Activity 1: According to the abstract on Rift Valley fever in South Africa, why did the authors look for a contagious process in the 2008–11 cases?
Activity 2: Continue the abstract on Rift Valley fever in South Africa from its final sentence.

Selected text:
---

Exploratory Space-Time Analyses of Rift Valley Fever in South Africa in 2008–2011

  • Raphaëlle Métras, 
  • Thibaud Porphyre, 
  • Dirk U. Pfeiffer, 
  • Alan Kemp, 
  • Peter N. Thompson, 
  • Lisa M. Collins, 
  • Richard G. White



Rift Valley fever (RVF) is a zoonotic arbovirosis for which the primary hosts are domestic livestock (cattle, sheep and goats). RVF was first described in South Africa in 1950–1951. Mechanisms for short and long distance transmission have been hypothesised, but there is little supporting evidence. Here we describe RVF occurrence and spatial distribution in South Africa in 2008–11, and investigate the presence of a contagious process in order to generate hypotheses on the different mechanisms of transmission.

Methodology/Principal Findings

A total of 658 cases were extracted from World Animal Health Information Database. Descriptive statistics, epidemic curves and maps were produced. The space-time K-function was used to test for evidence of space-time interaction. Five RVF outbreak waves (one in 2008, two in 2009, one in 2010 and one in 2011) of varying duration, location and size were reported. About 70% of cases (n = 471) occurred in 2010, when the epidemic was almost country-wide. No strong evidence of space-time interaction was found for 2008 or the second wave in 2009. In the first wave of 2009, a significant space-time interaction was detected for up to one month and over 40 km. In 2010 and 2011 a significant intense, short and localised space-time interaction (up to 3 days and 15 km) was detected, followed by one of lower intensity (up to 2 weeks and 35 to 90 km).


The description of the spatiotemporal patterns of RVF in South Africa between 2008 and 2011 supports the hypothesis that during an epidemic, disease spread may be supported by factors other than active vector dispersal. Limitations of under-reporting and space-time K-function properties are discussed. Further spatial analyses and data are required to explain factors and mechanisms driving RVF spread.

---

[Data records]

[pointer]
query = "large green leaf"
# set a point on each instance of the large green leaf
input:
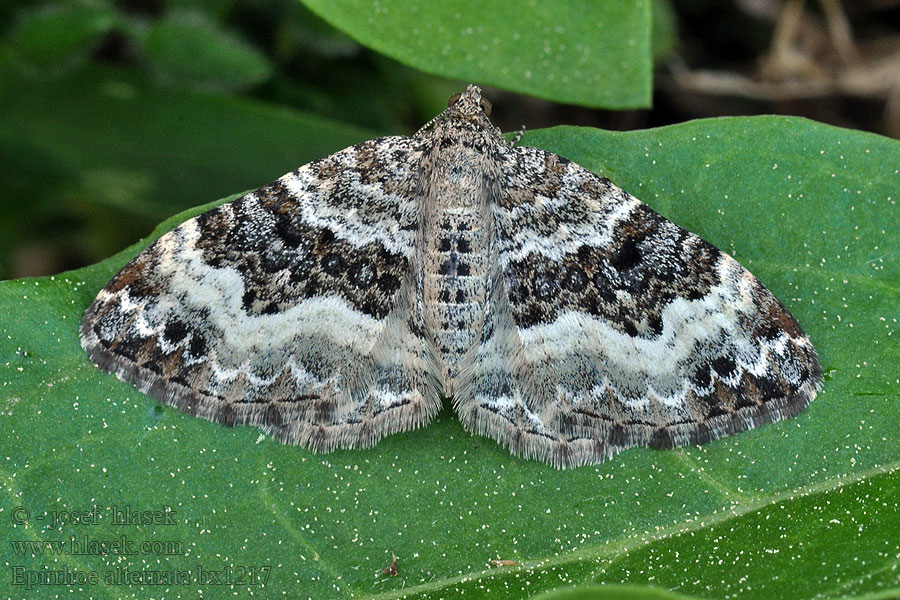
(799, 509)
(573, 51)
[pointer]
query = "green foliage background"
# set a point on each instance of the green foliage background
(801, 509)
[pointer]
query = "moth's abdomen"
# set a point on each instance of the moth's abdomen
(457, 276)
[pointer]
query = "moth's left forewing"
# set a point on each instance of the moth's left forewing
(292, 308)
(626, 329)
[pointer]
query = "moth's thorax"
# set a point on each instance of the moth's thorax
(458, 229)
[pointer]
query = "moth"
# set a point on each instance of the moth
(340, 304)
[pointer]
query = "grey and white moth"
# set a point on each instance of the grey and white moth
(566, 319)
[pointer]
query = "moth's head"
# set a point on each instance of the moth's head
(466, 112)
(470, 103)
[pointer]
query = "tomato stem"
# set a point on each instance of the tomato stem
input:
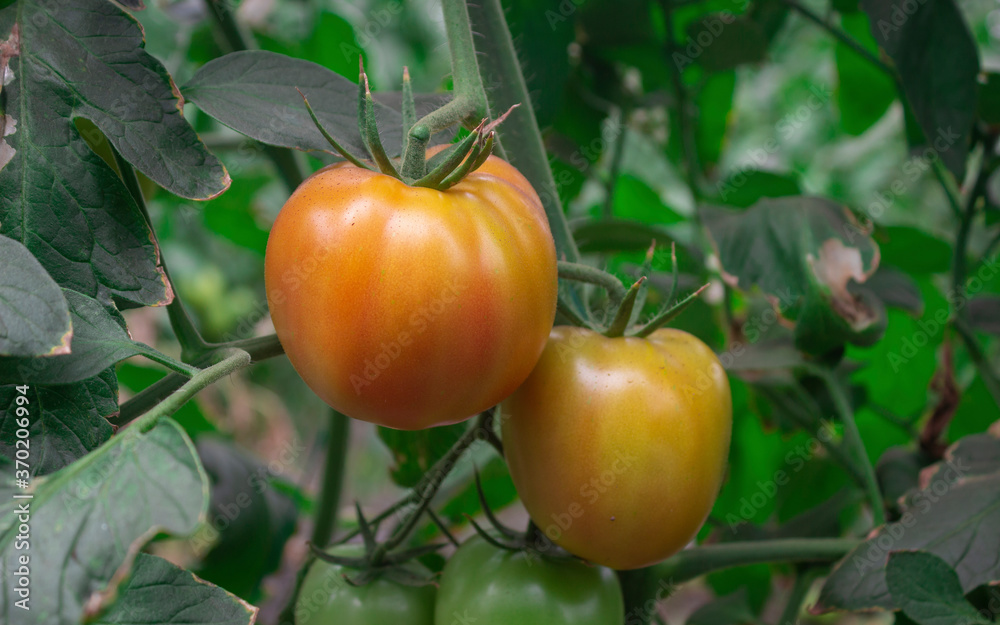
(624, 314)
(409, 109)
(431, 482)
(455, 156)
(691, 563)
(480, 152)
(333, 478)
(668, 315)
(205, 377)
(592, 275)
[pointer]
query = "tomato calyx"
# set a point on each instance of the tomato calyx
(532, 541)
(379, 561)
(626, 304)
(441, 172)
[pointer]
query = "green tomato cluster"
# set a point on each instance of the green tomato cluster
(481, 584)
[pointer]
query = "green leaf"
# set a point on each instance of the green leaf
(745, 187)
(938, 64)
(977, 454)
(802, 253)
(34, 317)
(988, 108)
(245, 510)
(233, 215)
(57, 197)
(603, 235)
(954, 516)
(161, 593)
(714, 102)
(898, 472)
(898, 243)
(414, 452)
(731, 42)
(86, 59)
(254, 92)
(66, 421)
(635, 200)
(542, 47)
(89, 521)
(864, 92)
(732, 609)
(99, 341)
(928, 590)
(895, 289)
(984, 313)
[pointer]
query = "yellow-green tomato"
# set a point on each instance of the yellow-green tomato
(326, 598)
(618, 446)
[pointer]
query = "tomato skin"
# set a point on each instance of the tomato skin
(411, 307)
(618, 446)
(486, 585)
(326, 598)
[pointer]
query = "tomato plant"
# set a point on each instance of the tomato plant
(694, 302)
(618, 446)
(412, 307)
(327, 596)
(490, 585)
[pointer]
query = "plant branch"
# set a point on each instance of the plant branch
(333, 479)
(697, 561)
(431, 481)
(852, 438)
(800, 589)
(591, 275)
(979, 359)
(519, 136)
(259, 348)
(232, 363)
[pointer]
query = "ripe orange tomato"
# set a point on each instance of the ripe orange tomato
(411, 307)
(618, 446)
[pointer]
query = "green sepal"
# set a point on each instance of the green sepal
(326, 135)
(455, 156)
(620, 323)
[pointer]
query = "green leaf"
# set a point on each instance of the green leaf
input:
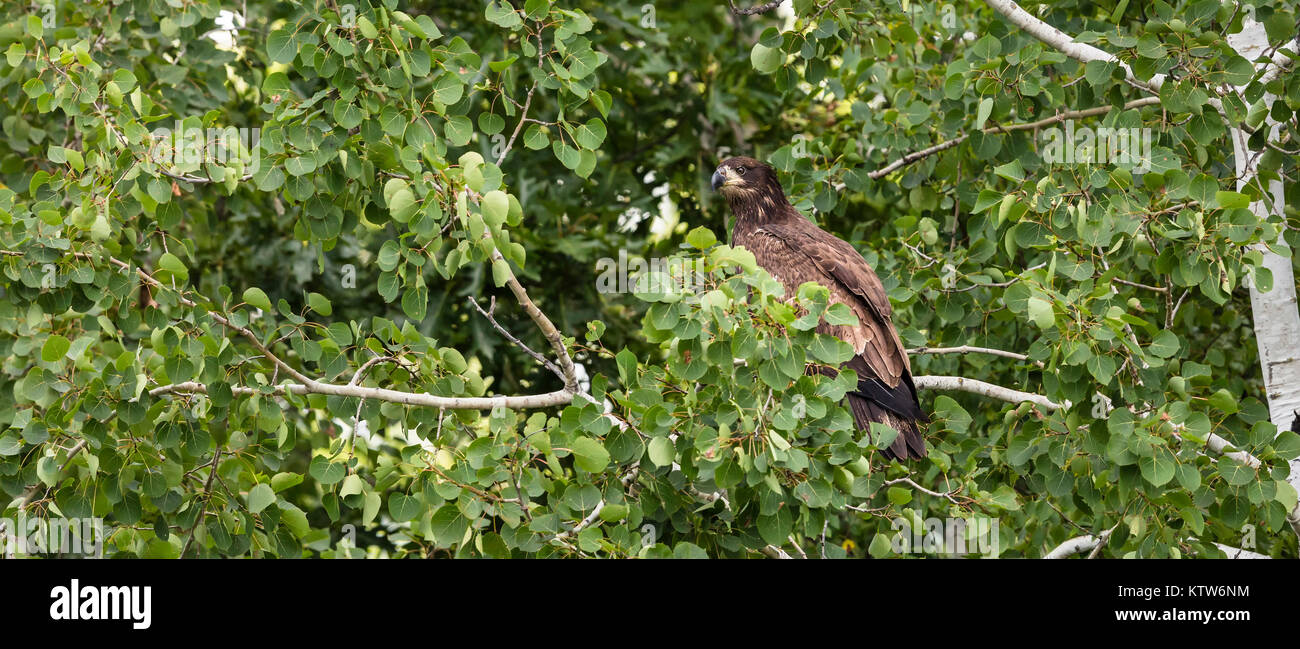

---

Response 1: They investigated the presence of a contagious process in order to generate hypotheses on the different mechanisms of Rift Valley fever transmission. Mechanisms for short- and long-distance transmission had been hypothesised, but there was little supporting evidence for them.

Response 2:
Author Summary

The factors explaining Rift Valley fever (RVF) spread in domestic livestock during an epidemic are attributed to short and long distance mechanisms, including active vector dispersal, passive vector dispersal and movements of infectious animals. However, because of data scarcity, quantifying and disentangling these mechanisms remains challenging. Here, we generate hypotheses on the possible mechanisms involved in RVF spread in South Africa between 2008 and 2011. We use descriptive statistics and estimate the space-time K-function to explore the presence of space-time interactions, being interpreted as an indicator of an underlying transmission process. Our results confirm the presence of an intense, short, initial transmission process that could be attributed to active vector dispersal; but also highlight the presence of another transmission mechanism of a lower intensity and over further distances that could be explained by the movements of infectious animals, passive vector dispersal or emergence of other foci. Further data collection and modelling tools are required to confirm these hypotheses.


Rift Valley fever (RVF) is a vector-borne zoonotic disease caused by infection with a Phlebovirus (Family Bunyaviridae). The main vectors are mosquitoes from the genera Aedes and Culex; primary hosts are domestic livestock (cattle, sheep and goats), but the disease can also affect camels, buffaloes and other wild animals [1]. Since its first description in Kenya in 1931 [2], RVF has been reported in several African countries, and in the Arabian Peninsula [3]. Transmission to humans is mainly through contact with infectious animals or animal tissues, and symptoms vary from a flu-like illness to more severe conditions such as meningoencephalitis, haemorrhagic fever or death. In animals, RVF is of economic importance, causing waves of abortions at all stages of pregnancy and high mortality in newborn animals [1], [4].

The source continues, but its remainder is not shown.